## [TEXT SHOWN]
Three public school boards operate schools that offer primary and secondary education.

The Toronto District School Board (TDSB) is a secular public school board that operates two secondary schools in the neighbourhood, Newtonbrook Secondary School and Drewry Secondary School. Both schools are part of the North York Board of Education.

The Toronto Catholic District School Board (TCDSB) is a separate public school board that also operates an all-boys secondary school in Newtonbrook, Brebeuf College School. In addition to English-based public school boards, the Conseil scolaire catholique MonAvenir (CSCM) also operates a secondary school in Newtonbrook, École secondaire catholique Monseigneur-de-Charbonnel (formerly Lewis S. Beattie Secondary School). CSCM is a French-based separate public school board. The school and headquarters are leased from the TDSB. However before 1998, Brebeuf and Charbonnel were part of the Metropolitan Separate School Board when it was an English and French board at the time.

## [WHAT TO WORK ON]
- 1) Answer these questions from the text on Newtonbrook schools:
(a) Which two secondary schools does the Toronto District School Board operate in the neighbourhood?
(b) What was École secondaire catholique Monseigneur-de-Charbonnel formerly called?
(c) From which board are the CSCM school and headquarters leased?
- 2) Repeat the stretch of the text on Newtonbrook schools from "Three public school" through "Board of Education.".
- 3) Go on with the text on Newtonbrook schools from the point where it stops.

## [DATASET ENTRIES]
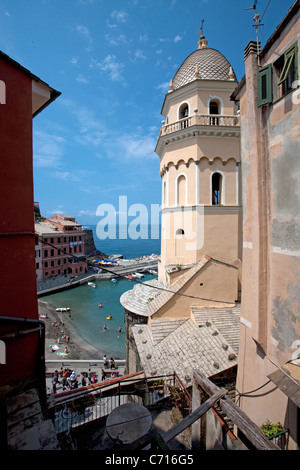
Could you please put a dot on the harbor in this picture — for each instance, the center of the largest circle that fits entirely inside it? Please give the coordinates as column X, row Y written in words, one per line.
column 119, row 269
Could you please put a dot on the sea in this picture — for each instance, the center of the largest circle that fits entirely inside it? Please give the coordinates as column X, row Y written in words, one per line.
column 87, row 317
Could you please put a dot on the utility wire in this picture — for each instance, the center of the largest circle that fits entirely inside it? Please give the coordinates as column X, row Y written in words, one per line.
column 265, row 11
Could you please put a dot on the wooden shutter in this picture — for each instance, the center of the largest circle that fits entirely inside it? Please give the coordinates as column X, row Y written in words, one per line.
column 265, row 85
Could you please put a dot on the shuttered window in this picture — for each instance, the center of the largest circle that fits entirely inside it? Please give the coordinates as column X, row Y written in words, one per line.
column 265, row 85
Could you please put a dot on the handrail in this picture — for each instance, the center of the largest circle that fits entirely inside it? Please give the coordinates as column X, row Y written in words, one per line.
column 222, row 120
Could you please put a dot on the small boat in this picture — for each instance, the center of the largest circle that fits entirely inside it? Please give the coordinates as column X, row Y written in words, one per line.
column 151, row 271
column 139, row 275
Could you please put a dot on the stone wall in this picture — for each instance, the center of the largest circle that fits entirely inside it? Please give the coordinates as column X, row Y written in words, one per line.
column 90, row 249
column 131, row 353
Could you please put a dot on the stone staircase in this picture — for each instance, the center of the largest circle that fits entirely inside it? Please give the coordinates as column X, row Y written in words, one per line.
column 26, row 427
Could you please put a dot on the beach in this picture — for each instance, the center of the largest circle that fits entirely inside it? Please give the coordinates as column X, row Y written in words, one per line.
column 78, row 348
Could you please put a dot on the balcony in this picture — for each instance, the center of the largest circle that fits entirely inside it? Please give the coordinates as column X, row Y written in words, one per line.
column 212, row 120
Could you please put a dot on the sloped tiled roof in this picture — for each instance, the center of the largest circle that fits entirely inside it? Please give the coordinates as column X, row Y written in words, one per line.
column 187, row 348
column 225, row 319
column 137, row 299
column 164, row 297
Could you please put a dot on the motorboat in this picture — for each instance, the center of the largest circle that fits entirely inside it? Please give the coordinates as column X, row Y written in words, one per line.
column 151, row 271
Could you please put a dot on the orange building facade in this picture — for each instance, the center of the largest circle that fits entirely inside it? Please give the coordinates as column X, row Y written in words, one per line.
column 270, row 321
column 23, row 96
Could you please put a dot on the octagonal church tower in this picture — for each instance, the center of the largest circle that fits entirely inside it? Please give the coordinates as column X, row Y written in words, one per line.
column 199, row 150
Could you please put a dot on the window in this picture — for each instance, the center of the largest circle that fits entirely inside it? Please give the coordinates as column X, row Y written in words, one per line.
column 181, row 190
column 287, row 69
column 184, row 111
column 216, row 189
column 264, row 86
column 214, row 108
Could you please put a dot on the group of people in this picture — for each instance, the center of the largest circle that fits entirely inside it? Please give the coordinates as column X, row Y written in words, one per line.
column 60, row 333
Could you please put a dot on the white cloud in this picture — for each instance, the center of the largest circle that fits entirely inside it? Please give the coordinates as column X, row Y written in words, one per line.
column 119, row 15
column 135, row 147
column 116, row 41
column 47, row 150
column 111, row 65
column 81, row 79
column 139, row 55
column 84, row 31
column 163, row 87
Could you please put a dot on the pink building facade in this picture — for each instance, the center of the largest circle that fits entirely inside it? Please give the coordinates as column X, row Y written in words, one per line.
column 63, row 247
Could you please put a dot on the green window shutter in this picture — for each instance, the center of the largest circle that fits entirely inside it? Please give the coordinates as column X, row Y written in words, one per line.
column 290, row 59
column 265, row 85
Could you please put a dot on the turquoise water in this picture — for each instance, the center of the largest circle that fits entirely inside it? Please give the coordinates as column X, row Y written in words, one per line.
column 89, row 319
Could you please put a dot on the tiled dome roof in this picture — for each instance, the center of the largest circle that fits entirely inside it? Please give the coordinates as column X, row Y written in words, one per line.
column 209, row 63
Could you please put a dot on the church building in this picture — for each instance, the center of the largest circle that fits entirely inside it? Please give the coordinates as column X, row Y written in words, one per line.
column 188, row 318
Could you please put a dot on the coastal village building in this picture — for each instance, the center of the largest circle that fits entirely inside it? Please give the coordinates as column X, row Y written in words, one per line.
column 204, row 342
column 61, row 247
column 23, row 97
column 270, row 315
column 189, row 317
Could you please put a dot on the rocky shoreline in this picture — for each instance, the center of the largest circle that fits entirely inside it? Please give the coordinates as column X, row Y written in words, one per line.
column 78, row 348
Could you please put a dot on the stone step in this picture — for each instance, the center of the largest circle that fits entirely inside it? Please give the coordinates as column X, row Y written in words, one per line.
column 162, row 328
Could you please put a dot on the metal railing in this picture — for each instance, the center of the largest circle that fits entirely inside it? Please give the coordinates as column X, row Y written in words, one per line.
column 201, row 120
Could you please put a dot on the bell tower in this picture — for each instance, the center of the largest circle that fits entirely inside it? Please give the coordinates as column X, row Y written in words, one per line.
column 199, row 150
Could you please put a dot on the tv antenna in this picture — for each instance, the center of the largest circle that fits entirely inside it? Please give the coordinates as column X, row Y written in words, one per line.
column 200, row 32
column 257, row 19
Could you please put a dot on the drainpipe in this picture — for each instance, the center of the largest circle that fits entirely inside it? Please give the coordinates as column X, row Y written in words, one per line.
column 32, row 326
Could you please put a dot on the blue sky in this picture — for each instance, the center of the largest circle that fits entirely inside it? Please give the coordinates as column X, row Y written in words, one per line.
column 113, row 61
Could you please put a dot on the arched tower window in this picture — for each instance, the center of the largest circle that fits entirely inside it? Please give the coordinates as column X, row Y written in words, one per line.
column 216, row 189
column 183, row 111
column 181, row 190
column 214, row 107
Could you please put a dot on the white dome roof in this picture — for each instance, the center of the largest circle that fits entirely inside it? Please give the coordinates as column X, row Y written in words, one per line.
column 209, row 63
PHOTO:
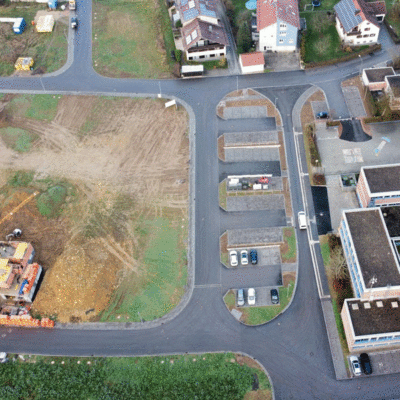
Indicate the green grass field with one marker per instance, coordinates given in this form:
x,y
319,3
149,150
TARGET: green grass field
x,y
38,106
322,40
162,285
49,50
199,376
131,39
17,139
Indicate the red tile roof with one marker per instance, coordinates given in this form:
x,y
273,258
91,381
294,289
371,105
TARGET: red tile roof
x,y
270,11
251,59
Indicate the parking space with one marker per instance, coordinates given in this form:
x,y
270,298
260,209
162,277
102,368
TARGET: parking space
x,y
263,297
252,236
256,153
250,138
353,101
255,202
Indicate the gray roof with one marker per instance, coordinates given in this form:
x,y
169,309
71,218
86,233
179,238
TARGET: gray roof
x,y
375,320
345,11
383,179
378,74
373,247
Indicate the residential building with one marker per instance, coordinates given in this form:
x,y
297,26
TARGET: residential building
x,y
252,62
278,24
374,78
358,22
204,10
379,186
204,41
371,323
372,258
393,91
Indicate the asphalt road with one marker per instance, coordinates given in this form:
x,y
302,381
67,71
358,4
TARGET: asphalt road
x,y
294,347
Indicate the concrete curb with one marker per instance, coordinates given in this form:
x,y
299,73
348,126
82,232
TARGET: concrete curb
x,y
191,242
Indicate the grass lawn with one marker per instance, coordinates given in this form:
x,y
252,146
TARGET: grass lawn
x,y
132,39
288,252
322,39
17,139
161,286
260,315
37,106
48,50
213,376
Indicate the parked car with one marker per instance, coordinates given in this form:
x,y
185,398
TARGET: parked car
x,y
244,257
355,365
365,363
233,258
274,296
322,115
251,297
240,297
74,22
253,256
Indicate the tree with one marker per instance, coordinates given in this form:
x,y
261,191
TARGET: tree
x,y
244,37
338,264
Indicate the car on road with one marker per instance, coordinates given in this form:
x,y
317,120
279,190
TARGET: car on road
x,y
244,257
322,115
251,297
365,363
233,258
274,296
240,299
74,22
253,256
355,365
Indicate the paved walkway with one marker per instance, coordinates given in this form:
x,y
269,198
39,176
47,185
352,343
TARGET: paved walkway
x,y
334,341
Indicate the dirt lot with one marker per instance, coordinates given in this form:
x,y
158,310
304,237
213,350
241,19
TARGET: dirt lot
x,y
121,161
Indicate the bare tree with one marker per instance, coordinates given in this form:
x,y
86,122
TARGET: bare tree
x,y
337,264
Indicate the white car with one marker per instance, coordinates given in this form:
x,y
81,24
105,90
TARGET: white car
x,y
244,257
251,297
233,258
355,365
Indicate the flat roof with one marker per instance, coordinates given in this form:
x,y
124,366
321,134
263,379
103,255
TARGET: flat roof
x,y
383,179
373,248
378,74
374,317
394,82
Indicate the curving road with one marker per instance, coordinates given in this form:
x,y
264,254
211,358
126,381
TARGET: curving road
x,y
294,347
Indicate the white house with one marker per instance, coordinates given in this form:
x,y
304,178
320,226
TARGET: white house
x,y
203,41
278,24
252,62
205,10
357,22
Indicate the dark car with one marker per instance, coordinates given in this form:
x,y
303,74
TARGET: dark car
x,y
365,363
253,256
322,115
274,296
74,23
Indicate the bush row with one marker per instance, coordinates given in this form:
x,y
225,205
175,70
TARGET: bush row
x,y
348,57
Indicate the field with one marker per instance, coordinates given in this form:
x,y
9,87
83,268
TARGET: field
x,y
132,39
109,223
196,376
49,50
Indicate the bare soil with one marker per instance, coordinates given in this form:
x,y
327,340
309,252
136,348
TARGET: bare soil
x,y
108,150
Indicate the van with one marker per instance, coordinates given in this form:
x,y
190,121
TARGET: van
x,y
302,220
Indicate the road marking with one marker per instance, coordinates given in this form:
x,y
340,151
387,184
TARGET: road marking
x,y
207,286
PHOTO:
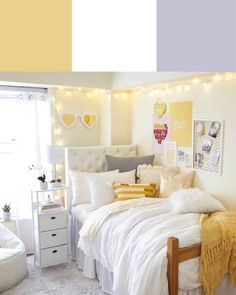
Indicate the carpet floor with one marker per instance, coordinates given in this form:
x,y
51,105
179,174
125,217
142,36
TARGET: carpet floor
x,y
64,279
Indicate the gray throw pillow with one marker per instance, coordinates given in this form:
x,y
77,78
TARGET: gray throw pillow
x,y
125,164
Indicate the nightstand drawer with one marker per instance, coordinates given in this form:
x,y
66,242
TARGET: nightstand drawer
x,y
52,221
54,255
53,238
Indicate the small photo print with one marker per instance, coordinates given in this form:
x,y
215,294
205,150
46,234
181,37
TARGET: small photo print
x,y
214,158
215,126
181,155
206,145
199,159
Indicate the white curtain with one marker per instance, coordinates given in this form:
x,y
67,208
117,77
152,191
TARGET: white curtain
x,y
25,124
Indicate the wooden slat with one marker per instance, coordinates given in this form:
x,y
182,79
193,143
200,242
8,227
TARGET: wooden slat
x,y
176,255
172,254
189,253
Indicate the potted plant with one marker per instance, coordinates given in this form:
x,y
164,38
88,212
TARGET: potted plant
x,y
6,212
42,182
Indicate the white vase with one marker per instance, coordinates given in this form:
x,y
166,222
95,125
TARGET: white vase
x,y
43,185
6,216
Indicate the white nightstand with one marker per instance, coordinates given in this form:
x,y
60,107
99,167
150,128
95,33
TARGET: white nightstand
x,y
50,232
10,224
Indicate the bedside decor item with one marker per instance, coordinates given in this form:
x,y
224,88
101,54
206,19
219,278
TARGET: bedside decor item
x,y
50,226
42,182
55,183
55,154
6,212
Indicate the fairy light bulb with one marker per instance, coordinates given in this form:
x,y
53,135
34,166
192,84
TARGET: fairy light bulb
x,y
207,86
195,81
57,131
124,95
89,94
186,87
58,107
217,78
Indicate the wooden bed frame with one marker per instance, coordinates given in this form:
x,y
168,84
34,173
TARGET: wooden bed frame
x,y
176,255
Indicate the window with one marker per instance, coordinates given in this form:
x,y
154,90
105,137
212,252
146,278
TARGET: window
x,y
24,133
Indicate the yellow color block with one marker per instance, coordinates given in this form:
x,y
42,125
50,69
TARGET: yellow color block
x,y
36,35
181,123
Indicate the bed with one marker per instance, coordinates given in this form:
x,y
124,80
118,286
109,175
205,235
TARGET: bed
x,y
92,159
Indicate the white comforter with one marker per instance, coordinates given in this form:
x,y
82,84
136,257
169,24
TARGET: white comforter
x,y
129,238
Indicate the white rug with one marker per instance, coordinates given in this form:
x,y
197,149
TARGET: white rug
x,y
62,279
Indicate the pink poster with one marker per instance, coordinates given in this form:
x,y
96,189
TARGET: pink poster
x,y
160,126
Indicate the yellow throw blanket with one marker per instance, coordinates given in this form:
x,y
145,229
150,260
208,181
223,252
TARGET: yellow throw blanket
x,y
218,249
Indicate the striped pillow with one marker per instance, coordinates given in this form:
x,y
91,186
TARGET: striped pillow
x,y
133,191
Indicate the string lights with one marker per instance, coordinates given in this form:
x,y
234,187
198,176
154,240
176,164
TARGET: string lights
x,y
160,89
184,85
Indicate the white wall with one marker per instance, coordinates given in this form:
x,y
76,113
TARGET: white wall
x,y
122,80
217,103
90,80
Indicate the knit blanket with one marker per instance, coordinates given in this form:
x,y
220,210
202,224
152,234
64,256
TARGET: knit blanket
x,y
218,249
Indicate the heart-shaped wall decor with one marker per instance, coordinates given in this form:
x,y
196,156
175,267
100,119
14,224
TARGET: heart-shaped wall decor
x,y
159,109
68,120
89,120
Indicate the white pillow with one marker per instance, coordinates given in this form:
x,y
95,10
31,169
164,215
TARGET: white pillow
x,y
80,188
149,174
194,200
101,187
172,182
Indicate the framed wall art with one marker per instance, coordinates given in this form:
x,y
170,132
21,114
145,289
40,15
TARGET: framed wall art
x,y
208,145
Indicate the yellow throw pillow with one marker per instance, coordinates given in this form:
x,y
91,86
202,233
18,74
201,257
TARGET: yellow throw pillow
x,y
171,183
133,191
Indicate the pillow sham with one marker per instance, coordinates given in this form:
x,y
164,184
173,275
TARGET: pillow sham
x,y
152,174
171,183
194,200
125,164
124,192
101,187
80,187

## [TASK ANSWERS]
- 1)
(a) Newtonbrook Secondary School and Drewry Secondary School
(b) Lewis S. Beattie Secondary School
(c) The TDSB

- 2)
Three public school boards operate schools that offer primary and secondary education.

The Toronto District School Board (TDSB) is a secular public school board that operates two secondary schools in the neighbourhood, Newtonbrook Secondary School and Drewry Secondary School. Both schools are part of the North York Board of Education.

- 3)
TCDSB and TDSB operate several schools in Newtonbrook that provide primary education. They include:

- Cummer Valley Middle School (TDSB), opened in 1960 as Northmount Junior High School
- Fisherville Senior Public School (TDSB)
- Pleasant Public School (TDSB)
- R. J. Lang Elementary and Middle School (TDSB)
- St. Agnes Catholic School (TCDSB)
- St. Paschal Baylon Separate School (TCDSB)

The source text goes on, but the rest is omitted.